■ **TASK DIRECTIONS**: Copy each line containing the word "below" from the records that follow, please.
....
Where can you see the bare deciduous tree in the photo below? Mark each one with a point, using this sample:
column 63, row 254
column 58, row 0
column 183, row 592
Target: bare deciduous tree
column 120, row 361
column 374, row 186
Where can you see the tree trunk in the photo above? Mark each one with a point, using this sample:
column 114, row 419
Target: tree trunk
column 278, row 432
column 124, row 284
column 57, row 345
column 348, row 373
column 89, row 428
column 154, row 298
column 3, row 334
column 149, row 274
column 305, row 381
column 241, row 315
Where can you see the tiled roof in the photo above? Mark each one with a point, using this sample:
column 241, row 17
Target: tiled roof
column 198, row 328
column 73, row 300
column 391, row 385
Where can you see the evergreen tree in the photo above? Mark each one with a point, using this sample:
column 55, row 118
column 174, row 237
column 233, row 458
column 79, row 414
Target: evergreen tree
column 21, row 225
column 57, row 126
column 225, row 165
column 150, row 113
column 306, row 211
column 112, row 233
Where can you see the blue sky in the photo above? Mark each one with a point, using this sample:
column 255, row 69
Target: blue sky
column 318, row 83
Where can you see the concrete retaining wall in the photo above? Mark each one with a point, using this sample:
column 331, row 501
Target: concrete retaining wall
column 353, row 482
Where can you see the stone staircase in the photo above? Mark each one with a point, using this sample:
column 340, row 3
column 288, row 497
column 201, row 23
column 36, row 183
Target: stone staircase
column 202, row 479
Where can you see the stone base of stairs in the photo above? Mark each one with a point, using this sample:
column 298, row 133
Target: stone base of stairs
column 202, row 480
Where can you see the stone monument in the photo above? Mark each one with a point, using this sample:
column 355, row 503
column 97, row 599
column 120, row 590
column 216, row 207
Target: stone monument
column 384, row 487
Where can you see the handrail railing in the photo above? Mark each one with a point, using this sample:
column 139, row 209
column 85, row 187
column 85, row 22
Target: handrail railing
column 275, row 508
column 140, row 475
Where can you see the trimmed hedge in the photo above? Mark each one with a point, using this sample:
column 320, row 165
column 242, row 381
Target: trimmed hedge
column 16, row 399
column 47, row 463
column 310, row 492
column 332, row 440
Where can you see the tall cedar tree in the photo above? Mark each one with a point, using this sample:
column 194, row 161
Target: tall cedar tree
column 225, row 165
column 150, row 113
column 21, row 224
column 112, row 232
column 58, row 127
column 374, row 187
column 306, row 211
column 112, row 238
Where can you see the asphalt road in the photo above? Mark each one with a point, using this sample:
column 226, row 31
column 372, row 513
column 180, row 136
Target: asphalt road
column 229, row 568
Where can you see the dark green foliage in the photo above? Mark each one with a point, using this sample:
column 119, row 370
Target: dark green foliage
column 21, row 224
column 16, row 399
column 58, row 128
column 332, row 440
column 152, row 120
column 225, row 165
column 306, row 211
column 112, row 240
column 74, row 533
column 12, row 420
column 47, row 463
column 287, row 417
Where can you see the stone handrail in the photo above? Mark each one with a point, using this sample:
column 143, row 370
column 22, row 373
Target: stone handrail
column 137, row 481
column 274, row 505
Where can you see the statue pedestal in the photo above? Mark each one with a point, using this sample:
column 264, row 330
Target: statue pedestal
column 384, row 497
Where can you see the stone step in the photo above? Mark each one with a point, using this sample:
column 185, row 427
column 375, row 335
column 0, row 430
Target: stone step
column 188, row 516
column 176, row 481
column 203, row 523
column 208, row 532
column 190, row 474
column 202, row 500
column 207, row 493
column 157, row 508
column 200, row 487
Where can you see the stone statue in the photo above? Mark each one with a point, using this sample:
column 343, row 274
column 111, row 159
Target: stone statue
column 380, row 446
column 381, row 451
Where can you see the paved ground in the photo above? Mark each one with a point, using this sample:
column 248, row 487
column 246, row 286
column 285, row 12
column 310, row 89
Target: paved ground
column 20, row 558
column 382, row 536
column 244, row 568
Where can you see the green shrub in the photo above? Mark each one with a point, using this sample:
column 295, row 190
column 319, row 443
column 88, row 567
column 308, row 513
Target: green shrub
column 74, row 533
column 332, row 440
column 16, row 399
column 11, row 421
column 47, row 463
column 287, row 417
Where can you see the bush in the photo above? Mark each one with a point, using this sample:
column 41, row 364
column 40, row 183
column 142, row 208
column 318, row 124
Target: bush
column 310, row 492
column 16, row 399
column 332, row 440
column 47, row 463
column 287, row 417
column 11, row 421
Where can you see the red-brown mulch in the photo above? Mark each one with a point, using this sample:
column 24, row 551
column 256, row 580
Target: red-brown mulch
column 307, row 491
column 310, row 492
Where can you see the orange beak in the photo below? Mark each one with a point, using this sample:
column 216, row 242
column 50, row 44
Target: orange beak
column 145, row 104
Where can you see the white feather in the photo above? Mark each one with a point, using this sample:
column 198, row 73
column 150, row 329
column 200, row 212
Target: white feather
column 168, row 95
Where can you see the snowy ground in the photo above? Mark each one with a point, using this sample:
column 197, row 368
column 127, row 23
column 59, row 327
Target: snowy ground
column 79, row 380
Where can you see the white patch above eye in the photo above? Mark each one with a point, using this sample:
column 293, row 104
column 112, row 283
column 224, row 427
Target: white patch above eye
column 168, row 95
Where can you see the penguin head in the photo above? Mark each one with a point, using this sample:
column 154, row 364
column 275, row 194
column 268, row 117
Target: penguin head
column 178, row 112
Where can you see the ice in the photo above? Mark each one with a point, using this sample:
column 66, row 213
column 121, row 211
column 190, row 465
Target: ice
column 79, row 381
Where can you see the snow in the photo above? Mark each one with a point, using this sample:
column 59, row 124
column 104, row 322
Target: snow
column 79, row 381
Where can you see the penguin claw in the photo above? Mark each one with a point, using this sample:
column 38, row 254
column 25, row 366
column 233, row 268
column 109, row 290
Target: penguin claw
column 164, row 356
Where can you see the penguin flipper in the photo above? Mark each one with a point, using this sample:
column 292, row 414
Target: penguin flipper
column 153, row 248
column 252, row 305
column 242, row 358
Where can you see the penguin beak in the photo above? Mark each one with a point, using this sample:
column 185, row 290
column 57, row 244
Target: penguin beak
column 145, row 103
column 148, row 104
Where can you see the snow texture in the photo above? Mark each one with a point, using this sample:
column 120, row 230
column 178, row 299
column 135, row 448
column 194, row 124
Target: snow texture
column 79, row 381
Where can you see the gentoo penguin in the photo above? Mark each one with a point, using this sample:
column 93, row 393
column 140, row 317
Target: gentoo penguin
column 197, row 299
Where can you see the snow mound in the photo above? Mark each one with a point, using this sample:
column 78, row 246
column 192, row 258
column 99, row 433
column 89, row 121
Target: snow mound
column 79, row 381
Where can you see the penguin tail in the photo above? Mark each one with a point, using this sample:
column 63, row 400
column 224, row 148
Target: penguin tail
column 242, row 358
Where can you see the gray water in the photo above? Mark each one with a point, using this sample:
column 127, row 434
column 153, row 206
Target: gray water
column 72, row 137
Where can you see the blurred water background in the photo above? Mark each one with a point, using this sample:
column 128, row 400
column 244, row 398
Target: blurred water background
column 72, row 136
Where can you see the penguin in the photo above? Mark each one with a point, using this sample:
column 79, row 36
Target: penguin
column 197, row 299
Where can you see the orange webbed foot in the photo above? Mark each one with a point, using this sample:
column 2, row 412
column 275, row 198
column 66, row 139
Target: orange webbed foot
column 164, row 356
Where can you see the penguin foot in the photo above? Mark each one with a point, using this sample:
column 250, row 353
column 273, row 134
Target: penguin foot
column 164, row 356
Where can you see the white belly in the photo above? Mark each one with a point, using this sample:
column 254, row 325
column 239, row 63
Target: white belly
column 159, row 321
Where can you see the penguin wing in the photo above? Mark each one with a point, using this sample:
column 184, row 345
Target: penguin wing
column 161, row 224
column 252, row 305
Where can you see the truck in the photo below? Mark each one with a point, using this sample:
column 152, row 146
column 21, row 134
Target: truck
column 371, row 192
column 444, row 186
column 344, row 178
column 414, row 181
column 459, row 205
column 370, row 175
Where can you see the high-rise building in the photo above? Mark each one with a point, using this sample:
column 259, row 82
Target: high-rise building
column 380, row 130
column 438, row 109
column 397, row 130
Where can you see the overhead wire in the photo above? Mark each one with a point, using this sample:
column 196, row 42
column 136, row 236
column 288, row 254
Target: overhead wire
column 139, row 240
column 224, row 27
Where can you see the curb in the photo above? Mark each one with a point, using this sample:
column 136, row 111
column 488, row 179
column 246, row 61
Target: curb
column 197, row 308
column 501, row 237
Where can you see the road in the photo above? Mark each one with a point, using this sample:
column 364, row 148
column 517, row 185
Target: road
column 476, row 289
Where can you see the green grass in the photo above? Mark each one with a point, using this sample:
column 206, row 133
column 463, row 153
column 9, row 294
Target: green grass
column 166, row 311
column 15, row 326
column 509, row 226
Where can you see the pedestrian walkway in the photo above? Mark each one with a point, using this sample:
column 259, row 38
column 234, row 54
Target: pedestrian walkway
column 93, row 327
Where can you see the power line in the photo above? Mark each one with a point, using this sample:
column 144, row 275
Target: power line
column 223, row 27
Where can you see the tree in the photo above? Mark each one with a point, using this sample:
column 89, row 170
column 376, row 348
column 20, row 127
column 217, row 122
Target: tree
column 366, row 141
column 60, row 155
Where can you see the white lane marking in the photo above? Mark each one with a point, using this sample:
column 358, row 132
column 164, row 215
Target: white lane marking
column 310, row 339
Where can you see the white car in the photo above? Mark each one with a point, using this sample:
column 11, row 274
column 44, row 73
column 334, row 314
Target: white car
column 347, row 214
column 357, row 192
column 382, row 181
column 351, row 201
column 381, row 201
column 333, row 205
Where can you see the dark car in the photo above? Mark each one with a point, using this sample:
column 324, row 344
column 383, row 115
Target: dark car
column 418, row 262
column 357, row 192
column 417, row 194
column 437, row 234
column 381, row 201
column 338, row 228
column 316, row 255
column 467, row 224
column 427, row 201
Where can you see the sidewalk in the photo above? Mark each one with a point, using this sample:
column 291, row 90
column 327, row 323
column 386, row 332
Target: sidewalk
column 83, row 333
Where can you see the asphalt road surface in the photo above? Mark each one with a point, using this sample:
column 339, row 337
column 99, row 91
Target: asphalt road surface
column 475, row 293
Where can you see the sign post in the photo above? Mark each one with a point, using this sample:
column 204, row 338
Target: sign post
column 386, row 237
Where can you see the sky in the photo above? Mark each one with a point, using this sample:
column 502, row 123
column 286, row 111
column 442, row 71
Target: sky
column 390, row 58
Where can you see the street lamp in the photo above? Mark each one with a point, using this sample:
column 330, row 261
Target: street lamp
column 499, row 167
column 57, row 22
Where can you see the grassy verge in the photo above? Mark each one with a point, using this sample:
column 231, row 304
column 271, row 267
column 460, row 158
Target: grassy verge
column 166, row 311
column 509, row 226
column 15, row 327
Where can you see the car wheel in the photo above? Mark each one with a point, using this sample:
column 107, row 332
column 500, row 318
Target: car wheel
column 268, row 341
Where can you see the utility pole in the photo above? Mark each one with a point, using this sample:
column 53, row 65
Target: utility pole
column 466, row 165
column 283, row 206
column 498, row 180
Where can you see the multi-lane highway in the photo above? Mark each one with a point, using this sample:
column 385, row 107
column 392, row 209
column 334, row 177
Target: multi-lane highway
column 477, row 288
....
■ **OUTPUT**:
Where can you see the bare deciduous tree in the photo below? Mark each one with a point, using this sample:
Where can you see the orange beak in the photo below? Mark each one with a point, using this sample:
Where can you see the truck in the photo below? Mark each one with a point, using this sample:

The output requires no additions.